INFORMATION SHOWN »

>>>

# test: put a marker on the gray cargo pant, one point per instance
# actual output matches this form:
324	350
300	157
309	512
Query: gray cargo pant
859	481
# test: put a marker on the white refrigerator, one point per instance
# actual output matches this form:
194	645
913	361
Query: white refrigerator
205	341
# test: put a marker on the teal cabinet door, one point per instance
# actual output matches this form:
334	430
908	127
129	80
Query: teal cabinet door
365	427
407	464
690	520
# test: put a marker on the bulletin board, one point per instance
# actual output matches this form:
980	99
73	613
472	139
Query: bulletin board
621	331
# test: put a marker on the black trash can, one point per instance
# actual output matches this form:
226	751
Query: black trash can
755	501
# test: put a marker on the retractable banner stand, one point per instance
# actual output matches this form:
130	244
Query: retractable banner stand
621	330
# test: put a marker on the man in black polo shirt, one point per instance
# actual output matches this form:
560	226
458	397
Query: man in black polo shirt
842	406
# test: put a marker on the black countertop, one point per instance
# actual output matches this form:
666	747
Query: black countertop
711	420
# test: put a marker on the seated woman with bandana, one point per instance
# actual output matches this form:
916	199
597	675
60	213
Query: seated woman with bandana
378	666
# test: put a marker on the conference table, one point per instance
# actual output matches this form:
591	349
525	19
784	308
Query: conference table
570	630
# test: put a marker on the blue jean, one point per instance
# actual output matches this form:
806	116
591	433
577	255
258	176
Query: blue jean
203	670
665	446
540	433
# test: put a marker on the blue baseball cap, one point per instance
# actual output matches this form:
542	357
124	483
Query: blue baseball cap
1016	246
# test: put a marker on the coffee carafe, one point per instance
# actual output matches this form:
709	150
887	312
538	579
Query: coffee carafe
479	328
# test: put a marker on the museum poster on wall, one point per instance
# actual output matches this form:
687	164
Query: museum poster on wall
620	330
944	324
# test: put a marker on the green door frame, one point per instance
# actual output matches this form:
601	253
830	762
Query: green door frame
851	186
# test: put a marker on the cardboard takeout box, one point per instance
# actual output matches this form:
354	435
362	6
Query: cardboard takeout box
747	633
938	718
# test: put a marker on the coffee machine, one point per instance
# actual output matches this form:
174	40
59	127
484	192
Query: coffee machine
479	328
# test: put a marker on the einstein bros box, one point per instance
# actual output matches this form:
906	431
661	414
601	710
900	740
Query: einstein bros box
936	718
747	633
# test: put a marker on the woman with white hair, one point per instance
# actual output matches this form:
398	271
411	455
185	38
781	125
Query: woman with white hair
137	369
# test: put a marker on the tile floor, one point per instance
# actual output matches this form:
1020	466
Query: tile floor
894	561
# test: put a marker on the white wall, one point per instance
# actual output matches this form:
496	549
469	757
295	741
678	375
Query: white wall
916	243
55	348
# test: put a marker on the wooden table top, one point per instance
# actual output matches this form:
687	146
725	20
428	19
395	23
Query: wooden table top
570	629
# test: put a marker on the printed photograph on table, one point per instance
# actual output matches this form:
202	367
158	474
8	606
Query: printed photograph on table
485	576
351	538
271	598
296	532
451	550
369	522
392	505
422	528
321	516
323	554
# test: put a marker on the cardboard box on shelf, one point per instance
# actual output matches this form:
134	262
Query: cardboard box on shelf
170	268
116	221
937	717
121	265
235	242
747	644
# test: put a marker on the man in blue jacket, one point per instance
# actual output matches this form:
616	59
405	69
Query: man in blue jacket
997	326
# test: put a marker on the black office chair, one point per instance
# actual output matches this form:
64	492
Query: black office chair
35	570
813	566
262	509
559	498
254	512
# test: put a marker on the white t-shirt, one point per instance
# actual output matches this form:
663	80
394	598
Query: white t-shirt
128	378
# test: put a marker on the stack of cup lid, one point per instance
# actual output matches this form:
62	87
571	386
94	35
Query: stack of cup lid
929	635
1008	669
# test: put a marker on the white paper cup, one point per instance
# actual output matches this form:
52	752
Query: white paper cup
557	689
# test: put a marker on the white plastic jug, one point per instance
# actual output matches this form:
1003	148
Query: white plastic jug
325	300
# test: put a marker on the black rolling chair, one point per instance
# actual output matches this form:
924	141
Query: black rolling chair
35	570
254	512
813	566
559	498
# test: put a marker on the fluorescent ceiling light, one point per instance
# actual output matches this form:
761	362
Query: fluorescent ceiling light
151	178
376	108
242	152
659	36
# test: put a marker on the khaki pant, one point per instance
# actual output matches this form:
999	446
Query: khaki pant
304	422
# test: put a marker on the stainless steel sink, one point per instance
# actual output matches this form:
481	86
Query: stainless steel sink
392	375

<<<

PROBLEM TO WORK ON » Could you reproduce every record above exactly as it appears?

THE REPLY »
# test: put a marker on the gray cargo pant, one point per instance
# actual output matches this form:
324	350
300	157
309	512
Query: gray cargo pant
859	481
# test: put a marker on the white refrigerator, one point per instance
# actual output matches this form:
194	645
913	361
Query: white refrigerator
205	341
# test: put a marker on the teal cabinet door, one point per instance
# actual output matches this form:
334	430
908	127
129	80
Query: teal cabinet door
365	427
407	464
690	520
# test: put a marker on the bulletin board, one point per instance
# actual output matches this form:
980	99
73	613
472	139
Query: bulletin board
621	331
# test: put a marker on the black trash can, one point per instance
# actual output matches this form:
226	751
Query: black trash can
755	501
# test: put a marker on the retractable banner stand, one point per instance
# actual output matches this form:
130	244
Query: retractable banner stand
621	330
# test: put a marker on the man in black polo shirt, one point per instance
# actual output matches this form:
560	226
458	397
Query: man in black polo shirt
842	406
# test: put a marker on the black countertop, one point per instance
# actual output matches this form:
666	747
Query: black countertop
711	420
# test: put a marker on the seated woman with bandana, one point per instance
# actual output matches this form:
916	199
597	675
60	213
Query: seated woman with bandana
378	666
# test: put a marker on the conference table, one point per instance
# actual output matches this form:
591	349
525	19
784	308
Query: conference table
570	630
# test: put a marker on the blue jean, one point per instance
# actual output matches this form:
806	116
591	433
577	255
258	176
Query: blue jean
203	670
665	446
540	433
# test: put a marker on the blue baseball cap, one point per instance
# actual output matches this form:
542	357
124	483
Query: blue baseball cap
1016	246
# test: put a marker on the coffee carafe, one point per instance
# actual output matches this form:
709	150
887	312
538	579
Query: coffee carafe
479	328
# test: put a marker on the museum poster on wall, one point per instance
# actual output matches this form:
687	164
Query: museum poster on wall
620	330
944	324
# test: put a marker on the green door frame, one point per instance
# actual output matches this form:
601	253
830	762
Query: green door frame
851	186
# test: put a marker on the cardboard takeout box, one point per instance
# actual output matches this form:
354	435
362	6
Query: cardboard takeout box
747	633
938	718
# test: put a marker on the coffee machine, one point per instance
# actual output matches this form:
174	40
59	127
484	192
Query: coffee machine
479	328
# test: put a marker on the einstein bros box, one point per instance
# actual output matches this form:
906	431
661	414
601	710
900	740
Query: einstein bros box
936	718
747	633
# test: put a marker on the woman with white hair, one point per instance
# actual output matches this form:
398	271
411	455
185	38
781	125
Query: woman with white hair
137	369
# test: put a marker on the tile floor, one point per instance
# actual output matches this form:
1020	466
Query: tile floor
894	561
# test: put a marker on the white wall, one point per instance
# actual output matches this form:
496	549
469	757
295	741
678	375
Query: white wall
916	243
55	348
# test: put a marker on the wooden table top, one point per instance
# actual output matches this form:
687	146
725	20
428	19
395	23
Query: wooden table top
570	629
# test: put a marker on the printed photograph on table, one point per instance
# actual output matches this form:
202	367
158	474
8	606
Query: printed photograph on table
485	576
351	538
271	598
296	532
451	550
369	522
392	505
422	528
321	516
323	554
# test: put a marker on the cardboard box on shelf, one point per instance
# actual output matches this form:
134	262
Query: cardboard box on shelf
170	268
116	221
937	717
121	265
235	242
747	644
# test: put a marker on the man in blue jacket, one point per instance
# actual output matches this form:
616	59
405	69
Query: man in blue jacket
997	326
# test: put a marker on the black office chair, one point per instance
# actual output matches this form:
64	492
Query: black office chair
35	570
813	566
262	509
559	498
254	512
# test: put a marker on the white t-shirt, one point per instance
# actual output matches this form:
663	80
394	598
Query: white t-shirt
128	378
# test: put a marker on the stack of cup lid, one point per instance
# actual output matches this form:
62	87
571	386
94	35
Query: stack of cup lid
929	635
1008	669
# test: put a marker on the white paper cup, one point per instance
# actual output matches this form:
52	752
Query: white paper cup
557	689
# test: put a marker on the white plastic jug, one point per instance
# actual output matches this form:
1003	148
Query: white plastic jug
325	300
# test: put a marker on the black rolling chair, one point per instance
# actual output matches this form:
924	141
Query: black rolling chair
35	570
254	512
813	566
559	498
# test: put a marker on the fluorescent ceiling light, one point per instance
# actual output matches this form:
761	362
Query: fluorescent ceiling light
151	178
376	108
242	152
659	36
# test: put a marker on the khaki pant, one point per instance
# actual output matches this form:
999	446
Query: khaki pant
304	422
# test: put a marker on the stainless steel sink, one point per instance
# actual output matches this form:
481	86
Query: stainless steel sink
392	375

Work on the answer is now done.